● **Source passage**
Download Microbial Reference Database

The Download Microbial Reference Database tool downloads selected references from GenBank, and outputs a single sequence list with the necessary annotations required for the tools in the Typing and Epidemiology and Metagenomics sections of the Microbial Genomics Module.

To run the tool, go to:

        Databases (Image databases_folder_closed_16_n_p) | Taxonomic Analyses (Image taxonomic_analysis_folder_closed_16_n_p) | Download Microbial Reference Database (Image create_microbial_reference_database_ncbi_16_n_p)

In the first window (figure 20.1), select the source of the database you wish to generate.

Image pathogen1
Figure 20.1: Select the references you want to download.

● **Supplied data**

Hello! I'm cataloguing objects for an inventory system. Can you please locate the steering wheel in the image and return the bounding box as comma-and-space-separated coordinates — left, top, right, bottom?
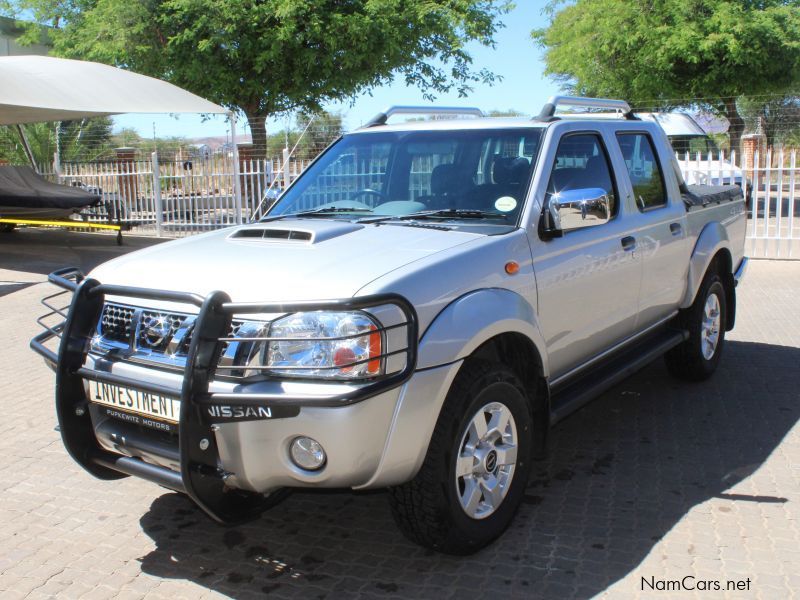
350, 188, 383, 202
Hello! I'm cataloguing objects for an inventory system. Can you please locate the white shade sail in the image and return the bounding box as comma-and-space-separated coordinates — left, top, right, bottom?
0, 56, 230, 125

● **Complete the following**
**1.** Answer these questions using the page on the Download Microbial Reference Database tool:
(a) From which resource does the tool download selected references?
(b) Which two sections of the Microbial Genomics Module contain the tools that use the tool's output?
(c) What should be selected in the first window?
**2.** Continue the page on the Download Microbial Reference Database tool from its final line onward.

● **Expected outputs**
**1.**
(a) GenBank
(b) Typing and Epidemiology, and Metagenomics
(c) The source of the database to be generated

**2.**
By choosing Select curated database, you can choose to download a database which is optimized for balance in the taxonomic representation across the taxonomy, i.e. the oversampling of some branches of the taxonomy is removed by using representative sequences. This has the consequence that some assemblies may not be particularly good assemblies, yet they are included as they constitute the best current representative of the given branch in the taxonomy. For this optimized database you can choose to download the full database, or one that is optimized for running the Taxonomic Profiling tool on a laptop computer with 16GB of main memory. The two versions of the curated database contain the same assemblies, but the database that is adapted for running on a system with 16GB of main memory does not contain contig sequences shorter than 250,000 bp.

If you select Create custom reference database, then the section Customize Database will become active. Select one of the three options:

Click Next to select the source of the database you wish to generate (as in figure 20.2). Here you can provide a list of GenBank or RefSeq assembly accessions that must be included in your database. The assessions must follow the assembly accession: 3 letter prefix, (GCA for GenBank assemblies or GCF for RefSeq assemblies) followed by an underscore and 9 digits. For example, GCA_000019425 for the assembly of the DH10B substrain of E. coli. If a version number is included, it will be ignored and the newest version downloaded.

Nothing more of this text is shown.